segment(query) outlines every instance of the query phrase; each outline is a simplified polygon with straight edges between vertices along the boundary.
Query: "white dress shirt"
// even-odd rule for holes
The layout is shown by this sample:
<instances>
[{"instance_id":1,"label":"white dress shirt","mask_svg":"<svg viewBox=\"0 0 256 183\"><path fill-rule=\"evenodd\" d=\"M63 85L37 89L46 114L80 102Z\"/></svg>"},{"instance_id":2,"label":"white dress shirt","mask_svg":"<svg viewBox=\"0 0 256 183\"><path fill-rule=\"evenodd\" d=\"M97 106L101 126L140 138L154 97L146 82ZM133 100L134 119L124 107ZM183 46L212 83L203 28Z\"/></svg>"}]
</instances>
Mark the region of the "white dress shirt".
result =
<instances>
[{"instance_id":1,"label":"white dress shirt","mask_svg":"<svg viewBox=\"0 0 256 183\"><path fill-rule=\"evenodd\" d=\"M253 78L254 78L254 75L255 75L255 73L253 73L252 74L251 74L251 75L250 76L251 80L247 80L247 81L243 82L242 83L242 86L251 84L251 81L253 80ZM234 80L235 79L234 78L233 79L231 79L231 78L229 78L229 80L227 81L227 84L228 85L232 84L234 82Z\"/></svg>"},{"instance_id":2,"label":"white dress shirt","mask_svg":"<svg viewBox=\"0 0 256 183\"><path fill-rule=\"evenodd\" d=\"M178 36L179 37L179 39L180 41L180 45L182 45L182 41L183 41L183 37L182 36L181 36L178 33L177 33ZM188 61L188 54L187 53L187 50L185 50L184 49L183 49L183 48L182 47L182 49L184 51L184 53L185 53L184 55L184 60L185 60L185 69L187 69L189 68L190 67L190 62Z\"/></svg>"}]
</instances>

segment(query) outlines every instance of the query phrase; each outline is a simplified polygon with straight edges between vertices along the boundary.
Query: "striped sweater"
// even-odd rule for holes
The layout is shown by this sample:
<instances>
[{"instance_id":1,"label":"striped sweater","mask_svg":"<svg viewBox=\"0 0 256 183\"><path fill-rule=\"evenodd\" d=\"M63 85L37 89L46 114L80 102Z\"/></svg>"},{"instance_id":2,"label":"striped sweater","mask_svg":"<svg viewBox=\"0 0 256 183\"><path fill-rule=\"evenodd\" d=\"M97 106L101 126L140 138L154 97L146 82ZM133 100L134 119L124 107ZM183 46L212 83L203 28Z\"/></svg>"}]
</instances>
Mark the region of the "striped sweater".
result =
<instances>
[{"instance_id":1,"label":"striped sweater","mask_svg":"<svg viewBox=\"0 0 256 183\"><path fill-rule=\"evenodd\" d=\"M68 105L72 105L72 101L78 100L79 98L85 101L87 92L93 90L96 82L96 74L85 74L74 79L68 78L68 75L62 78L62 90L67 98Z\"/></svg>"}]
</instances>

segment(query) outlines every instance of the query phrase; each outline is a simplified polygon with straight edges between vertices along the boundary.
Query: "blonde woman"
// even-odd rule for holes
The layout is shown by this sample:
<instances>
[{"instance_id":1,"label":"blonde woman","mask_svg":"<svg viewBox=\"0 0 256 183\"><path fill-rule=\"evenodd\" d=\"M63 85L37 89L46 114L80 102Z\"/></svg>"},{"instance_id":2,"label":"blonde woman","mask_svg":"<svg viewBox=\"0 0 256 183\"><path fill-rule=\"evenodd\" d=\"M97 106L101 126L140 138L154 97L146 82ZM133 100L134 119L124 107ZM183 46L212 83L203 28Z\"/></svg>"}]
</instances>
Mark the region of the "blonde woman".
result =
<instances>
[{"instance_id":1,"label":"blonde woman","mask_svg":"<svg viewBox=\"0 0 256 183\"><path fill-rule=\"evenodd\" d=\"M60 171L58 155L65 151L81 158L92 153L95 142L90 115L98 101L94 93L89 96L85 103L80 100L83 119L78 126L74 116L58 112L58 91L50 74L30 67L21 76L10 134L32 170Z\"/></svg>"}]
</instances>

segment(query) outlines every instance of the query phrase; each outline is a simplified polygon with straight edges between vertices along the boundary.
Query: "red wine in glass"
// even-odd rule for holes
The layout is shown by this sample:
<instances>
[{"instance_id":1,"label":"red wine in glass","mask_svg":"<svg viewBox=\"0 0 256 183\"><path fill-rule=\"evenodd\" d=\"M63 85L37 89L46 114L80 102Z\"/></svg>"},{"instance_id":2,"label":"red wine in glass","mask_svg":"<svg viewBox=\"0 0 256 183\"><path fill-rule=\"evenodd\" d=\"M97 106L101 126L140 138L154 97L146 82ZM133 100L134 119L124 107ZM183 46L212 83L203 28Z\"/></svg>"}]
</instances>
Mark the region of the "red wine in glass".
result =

DO THIS - Count the lines in the entries above that contain the word "region", and give only that number.

OUTPUT BELOW - 4